:: GIVEN REQUEST ::
Retype the full set of records. Keep every character identical.

:: SOURCE RECORDS ::
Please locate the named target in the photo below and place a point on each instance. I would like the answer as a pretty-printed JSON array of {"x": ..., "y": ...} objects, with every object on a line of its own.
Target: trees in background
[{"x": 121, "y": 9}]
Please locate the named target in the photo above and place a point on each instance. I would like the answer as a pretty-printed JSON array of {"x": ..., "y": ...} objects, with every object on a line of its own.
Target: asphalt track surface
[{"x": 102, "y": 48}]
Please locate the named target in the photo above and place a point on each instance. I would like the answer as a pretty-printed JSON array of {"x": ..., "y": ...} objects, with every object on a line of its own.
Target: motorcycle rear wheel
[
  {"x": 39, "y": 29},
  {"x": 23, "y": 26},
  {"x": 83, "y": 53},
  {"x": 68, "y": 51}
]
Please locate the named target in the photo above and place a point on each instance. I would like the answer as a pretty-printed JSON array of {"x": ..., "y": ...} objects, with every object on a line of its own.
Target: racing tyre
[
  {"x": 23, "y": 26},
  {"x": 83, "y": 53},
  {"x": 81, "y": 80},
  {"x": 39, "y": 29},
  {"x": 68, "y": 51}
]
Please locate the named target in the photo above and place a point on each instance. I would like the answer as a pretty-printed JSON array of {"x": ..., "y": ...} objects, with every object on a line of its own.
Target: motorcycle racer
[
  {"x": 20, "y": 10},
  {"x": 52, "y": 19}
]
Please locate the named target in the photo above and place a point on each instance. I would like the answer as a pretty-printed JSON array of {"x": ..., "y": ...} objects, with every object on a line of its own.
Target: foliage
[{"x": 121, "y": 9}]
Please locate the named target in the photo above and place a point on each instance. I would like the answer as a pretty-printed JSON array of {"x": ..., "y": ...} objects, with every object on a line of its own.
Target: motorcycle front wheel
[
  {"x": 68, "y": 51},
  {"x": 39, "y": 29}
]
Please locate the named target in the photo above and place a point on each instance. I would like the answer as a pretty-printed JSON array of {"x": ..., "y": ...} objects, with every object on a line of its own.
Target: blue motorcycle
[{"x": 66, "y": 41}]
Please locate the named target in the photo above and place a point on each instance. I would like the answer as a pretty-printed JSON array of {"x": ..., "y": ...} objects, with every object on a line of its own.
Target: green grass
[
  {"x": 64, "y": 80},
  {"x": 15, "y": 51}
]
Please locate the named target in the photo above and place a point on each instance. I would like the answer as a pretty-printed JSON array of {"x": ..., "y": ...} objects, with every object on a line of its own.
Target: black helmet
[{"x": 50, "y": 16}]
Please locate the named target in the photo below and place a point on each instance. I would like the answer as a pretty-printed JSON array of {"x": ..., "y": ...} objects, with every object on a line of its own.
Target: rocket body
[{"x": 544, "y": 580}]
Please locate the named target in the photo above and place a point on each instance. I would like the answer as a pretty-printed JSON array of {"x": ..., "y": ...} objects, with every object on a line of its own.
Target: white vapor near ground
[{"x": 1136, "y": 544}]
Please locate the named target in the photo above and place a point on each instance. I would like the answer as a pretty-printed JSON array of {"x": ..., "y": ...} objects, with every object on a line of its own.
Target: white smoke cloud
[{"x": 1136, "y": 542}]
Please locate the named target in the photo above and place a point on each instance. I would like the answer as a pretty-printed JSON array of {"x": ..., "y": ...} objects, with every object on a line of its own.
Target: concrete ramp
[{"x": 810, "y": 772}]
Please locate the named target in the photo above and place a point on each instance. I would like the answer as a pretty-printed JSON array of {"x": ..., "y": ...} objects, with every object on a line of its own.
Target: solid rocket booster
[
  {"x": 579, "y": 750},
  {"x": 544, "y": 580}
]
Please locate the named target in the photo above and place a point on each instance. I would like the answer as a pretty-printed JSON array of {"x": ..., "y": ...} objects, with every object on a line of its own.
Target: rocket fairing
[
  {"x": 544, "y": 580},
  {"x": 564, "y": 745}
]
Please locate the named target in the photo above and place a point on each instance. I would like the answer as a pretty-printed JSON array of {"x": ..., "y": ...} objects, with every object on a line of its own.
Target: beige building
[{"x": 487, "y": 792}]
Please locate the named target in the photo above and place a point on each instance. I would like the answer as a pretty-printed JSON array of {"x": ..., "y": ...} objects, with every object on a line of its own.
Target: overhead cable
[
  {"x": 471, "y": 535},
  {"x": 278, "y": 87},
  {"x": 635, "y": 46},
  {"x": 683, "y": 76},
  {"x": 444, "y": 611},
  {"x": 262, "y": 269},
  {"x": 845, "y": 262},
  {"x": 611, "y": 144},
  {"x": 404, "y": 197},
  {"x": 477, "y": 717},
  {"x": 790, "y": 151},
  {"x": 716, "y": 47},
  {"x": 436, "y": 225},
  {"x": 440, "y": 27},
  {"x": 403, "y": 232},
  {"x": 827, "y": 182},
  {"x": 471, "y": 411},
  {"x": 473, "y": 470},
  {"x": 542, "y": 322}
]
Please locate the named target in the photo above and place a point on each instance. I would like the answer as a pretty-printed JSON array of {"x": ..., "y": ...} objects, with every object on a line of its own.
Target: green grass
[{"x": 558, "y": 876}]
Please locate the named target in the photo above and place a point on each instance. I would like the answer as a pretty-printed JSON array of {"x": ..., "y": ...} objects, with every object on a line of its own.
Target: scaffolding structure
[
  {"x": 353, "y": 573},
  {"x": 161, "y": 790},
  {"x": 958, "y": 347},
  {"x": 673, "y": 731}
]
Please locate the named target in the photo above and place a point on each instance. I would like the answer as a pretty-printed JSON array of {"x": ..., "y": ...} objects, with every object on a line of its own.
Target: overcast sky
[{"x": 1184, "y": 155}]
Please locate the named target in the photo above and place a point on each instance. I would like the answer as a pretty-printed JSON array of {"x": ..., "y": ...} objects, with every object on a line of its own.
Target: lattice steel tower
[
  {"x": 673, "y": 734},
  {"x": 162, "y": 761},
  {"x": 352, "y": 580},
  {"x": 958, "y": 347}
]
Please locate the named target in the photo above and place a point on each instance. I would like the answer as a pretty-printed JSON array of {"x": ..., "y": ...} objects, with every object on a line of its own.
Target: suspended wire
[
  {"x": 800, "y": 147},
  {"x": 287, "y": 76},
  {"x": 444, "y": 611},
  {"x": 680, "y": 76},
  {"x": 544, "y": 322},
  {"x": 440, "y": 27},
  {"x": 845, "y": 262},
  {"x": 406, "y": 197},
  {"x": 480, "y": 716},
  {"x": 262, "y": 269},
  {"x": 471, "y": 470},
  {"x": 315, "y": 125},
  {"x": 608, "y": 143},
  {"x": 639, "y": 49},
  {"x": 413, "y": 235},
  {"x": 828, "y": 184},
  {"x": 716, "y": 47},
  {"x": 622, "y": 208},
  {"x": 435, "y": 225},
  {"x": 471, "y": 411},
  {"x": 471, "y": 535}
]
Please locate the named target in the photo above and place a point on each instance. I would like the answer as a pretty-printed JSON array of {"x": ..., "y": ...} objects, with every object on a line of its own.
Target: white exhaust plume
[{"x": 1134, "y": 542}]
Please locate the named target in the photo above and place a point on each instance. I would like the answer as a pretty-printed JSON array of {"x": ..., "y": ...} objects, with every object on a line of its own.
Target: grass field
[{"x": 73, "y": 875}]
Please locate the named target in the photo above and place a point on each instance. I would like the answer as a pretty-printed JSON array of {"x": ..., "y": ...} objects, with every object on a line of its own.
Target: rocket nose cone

:: EXPECTED ANSWER ::
Please locate the named target in the photo below and place a point on each instance. I would like the answer as a pretty-printed JSON array of {"x": ..., "y": ...} objects, with every object on a line of its own.
Target: trees in background
[{"x": 121, "y": 9}]
Please locate the named target in the photo above and place a point on each instance. I would like the answer as a pretty-printed JSON array of {"x": ..., "y": ...} objects, with every object on a line of its own.
Target: asphalt track surface
[{"x": 102, "y": 48}]
Please locate the named target in the photo above and place a point on each instance. I would like the answer as a pretty-printed JSON array of {"x": ..., "y": ...} objects, with every object on a line of its own.
Target: motorcycle rear wheel
[
  {"x": 39, "y": 29},
  {"x": 23, "y": 26},
  {"x": 83, "y": 53},
  {"x": 68, "y": 51}
]
Please locate the named target in the photo above and place a point on each instance. I would like the answer as a pretty-printed JSON array of {"x": ..., "y": ...} objects, with every object on a line of its own.
Target: racing tyre
[
  {"x": 23, "y": 26},
  {"x": 83, "y": 53},
  {"x": 81, "y": 80},
  {"x": 39, "y": 29},
  {"x": 68, "y": 51}
]
Please locate the named target in the photo above and place a point on each instance. I would like the answer as a pretty-printed JSON array of {"x": ..., "y": ...} objects, with every object on a line of its own.
Target: motorcycle racer
[
  {"x": 20, "y": 10},
  {"x": 52, "y": 19}
]
Please locate the named target in the photo above and place a point on each instance. I would like the answer as a pretty-printed JSON array of {"x": ..., "y": ...} objects, with every object on a line of its own.
Target: foliage
[{"x": 121, "y": 9}]
Please locate the named target in the photo above and place a point on each instance. I would like the answer as a pretty-printed JSON array of {"x": ..., "y": ...} objects, with every object on a line of its own.
Target: motorcycle front wheel
[
  {"x": 68, "y": 51},
  {"x": 39, "y": 29}
]
Please locate the named target in the photo above and place a point on each instance. I would like the answer as a pretty-printed JSON array of {"x": ..., "y": ...} objects, with every object on a line of its own.
Target: blue motorcycle
[{"x": 66, "y": 41}]
Please locate the named target in the photo above and place a point on each instance. I would like the answer as a pretty-printed JSON array of {"x": ..., "y": ...} objects, with every object on a line of its own.
Target: green grass
[
  {"x": 64, "y": 80},
  {"x": 15, "y": 51}
]
Please locate the named target in the photo above and place a point on each instance. I would like the answer as a pretty-printed JSON array of {"x": ..., "y": ...} objects, with every object on a line of its own.
Target: black helmet
[{"x": 50, "y": 16}]
Please locate the named target in the photo below and place a point on each instance. I would like the answer as a pretty-printed JSON array of {"x": ..., "y": ...} objects, with every object on a line of its own.
Target: rocket body
[{"x": 544, "y": 580}]
Please locate the named target in the photo above and place a point on each instance. I would like the answer as a pretty-printed JSON array of {"x": ..., "y": ...} objects, with every object on a line of its own.
Target: white vapor near ground
[{"x": 1136, "y": 544}]
Please locate the named target in the photo above and place a point on each instance. I would like the answer as a pretty-printed JSON array of {"x": ..., "y": ...} objects, with every object on a line of its own.
Target: white smoke cloud
[{"x": 1136, "y": 542}]
Please locate the named target in the photo above and place a point on each instance. I would like the answer as a pretty-printed JSON array of {"x": ..., "y": ...} objects, with every object on a line of its own.
Target: concrete ramp
[{"x": 810, "y": 772}]
Please locate the named target in the photo above and place a point on each instance. I would like the answer as a pretty-printed JSON array of {"x": ..., "y": ...} objects, with every object on a line of its own.
Target: solid rocket booster
[
  {"x": 579, "y": 750},
  {"x": 544, "y": 580}
]
Please locate the named target in the photo above and place a point on each instance. I would like the answer as a pretty-printed JSON array of {"x": ..., "y": ...} objects, with every object on a line of its own.
Target: rocket fairing
[
  {"x": 544, "y": 580},
  {"x": 564, "y": 745}
]
Please locate the named target in the photo above and place a point on each instance. I would like the answer as a pretty-printed JSON array of {"x": ..., "y": ...} objects, with every object on a line of its own.
Target: beige building
[{"x": 487, "y": 792}]
Please locate the named target in the photo above and place a point on each instance. I would like the answer as a pretty-printed JSON array of {"x": ..., "y": ...} objects, with every object on a line of its own.
Target: overhead cable
[
  {"x": 471, "y": 535},
  {"x": 278, "y": 87},
  {"x": 635, "y": 46},
  {"x": 683, "y": 76},
  {"x": 444, "y": 611},
  {"x": 262, "y": 269},
  {"x": 845, "y": 262},
  {"x": 611, "y": 144},
  {"x": 404, "y": 197},
  {"x": 477, "y": 717},
  {"x": 790, "y": 151},
  {"x": 716, "y": 47},
  {"x": 436, "y": 225},
  {"x": 440, "y": 27},
  {"x": 403, "y": 232},
  {"x": 827, "y": 182},
  {"x": 471, "y": 411},
  {"x": 473, "y": 470},
  {"x": 542, "y": 322}
]
Please locate the named target in the photo above and place a point on each instance. I would like the answer as a pretty-printed JSON array of {"x": ..., "y": ...} objects, with every object on a line of its own.
Target: green grass
[{"x": 558, "y": 876}]
Please locate the named target in the photo above and place a point on each instance. I would like the answer as a pretty-printed JSON array of {"x": ..., "y": ...} objects, with every object on a line of its own.
Target: scaffolding structure
[
  {"x": 353, "y": 573},
  {"x": 161, "y": 790},
  {"x": 958, "y": 347},
  {"x": 673, "y": 731}
]
Please locate the named target in the photo above and place a point on each instance. I would like the answer as a pretty-printed JSON array of {"x": ..., "y": ...} objects, with every object on a line of its own.
Target: overcast sky
[{"x": 1184, "y": 155}]
Please locate the named target in the photo above and place a point on each instance. I would like the answer as a pretty-printed JSON array of {"x": ..., "y": ...} objects, with every object on a line of its own.
Target: lattice steel tower
[
  {"x": 673, "y": 734},
  {"x": 162, "y": 761},
  {"x": 352, "y": 580},
  {"x": 958, "y": 347}
]
Please locate the named target in the photo above and place a point on each instance. I would like the answer as a pretty-printed JSON array of {"x": ..., "y": ...} objects, with every object on a line of its own.
Target: suspended wire
[
  {"x": 800, "y": 147},
  {"x": 287, "y": 76},
  {"x": 444, "y": 611},
  {"x": 680, "y": 76},
  {"x": 544, "y": 322},
  {"x": 440, "y": 27},
  {"x": 845, "y": 262},
  {"x": 406, "y": 197},
  {"x": 480, "y": 716},
  {"x": 262, "y": 269},
  {"x": 471, "y": 470},
  {"x": 315, "y": 125},
  {"x": 608, "y": 143},
  {"x": 639, "y": 49},
  {"x": 413, "y": 235},
  {"x": 828, "y": 184},
  {"x": 716, "y": 47},
  {"x": 622, "y": 208},
  {"x": 435, "y": 225},
  {"x": 471, "y": 411},
  {"x": 471, "y": 535}
]
Please locate the named target in the photo above and place a point on each instance. I would like the answer as a pretty-printed JSON array of {"x": ..., "y": ...} objects, with every object on a line of its own.
Target: white exhaust plume
[{"x": 1134, "y": 542}]
Please locate the named target in the photo above and place a point on each instance. I would like the answer as a pretty-printed JSON array of {"x": ..., "y": ...} objects, with every object on a line of its own.
Target: grass field
[{"x": 73, "y": 875}]
Please locate the named target in the photo above and place a point on each instance. I would like the answer as a pretty-printed JSON array of {"x": ..., "y": ...} objects, with every object on a line of its own.
Target: rocket nose cone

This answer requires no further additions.